> [TASK OBJECTIVE]: Arrange all of the records below as a numbered list, one line per item, omitting blank lines and leaving out the pictures.

> [RAW DATA]:
»»
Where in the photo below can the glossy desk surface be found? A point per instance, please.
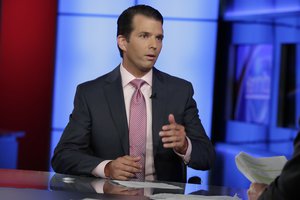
(25, 184)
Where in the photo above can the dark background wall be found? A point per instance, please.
(28, 30)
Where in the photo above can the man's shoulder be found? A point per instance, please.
(171, 79)
(101, 80)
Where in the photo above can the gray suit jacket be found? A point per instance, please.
(98, 128)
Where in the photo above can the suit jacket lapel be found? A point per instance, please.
(115, 99)
(159, 115)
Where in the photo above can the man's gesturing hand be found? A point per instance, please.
(173, 136)
(123, 168)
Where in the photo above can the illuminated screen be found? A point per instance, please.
(252, 87)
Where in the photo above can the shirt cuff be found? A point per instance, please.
(99, 170)
(186, 158)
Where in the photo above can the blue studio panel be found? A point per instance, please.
(87, 48)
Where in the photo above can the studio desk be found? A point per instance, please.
(25, 184)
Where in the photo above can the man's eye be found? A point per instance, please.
(159, 38)
(144, 36)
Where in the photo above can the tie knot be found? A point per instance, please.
(137, 83)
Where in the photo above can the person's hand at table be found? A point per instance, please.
««
> [SOLVED EXERCISE]:
1. Where in the photo below can the glossy desk surface be found? A point per instance, please.
2. (25, 184)
3. Where in the photo above can the dark background wall be found? A point per instance, please.
4. (28, 30)
5. Where in the photo above can the man's shoulder be found? A point per instance, please.
6. (171, 79)
7. (101, 80)
8. Where in the photo above can the gray suit jacket be found? A point per instance, please.
9. (98, 128)
10. Where in the photo above can the suit jacket lapel be found? A point per instance, please.
11. (115, 99)
12. (159, 115)
13. Where in the photo above can the man's gesturing hand be found? A point per instance, please.
14. (173, 136)
15. (123, 168)
16. Where in the photo above can the illuminated screen be found? A point per instance, please.
17. (252, 87)
18. Where in the photo above can the shirt cuff be found? A point per instance, please.
19. (99, 170)
20. (186, 158)
21. Where in the photo above can the blue studio panel be found? A point per instance, please.
22. (87, 48)
23. Where in the photo above can the studio desk be found? A point per instance, please.
24. (25, 184)
25. Where in the photo above can the man's eye be found? A point per instance, please.
26. (159, 38)
27. (144, 36)
28. Where in the photo above can the tie knot be found? A point per instance, please.
29. (137, 83)
30. Where in the photo above can the person's hand at table be found? A point per instance, please.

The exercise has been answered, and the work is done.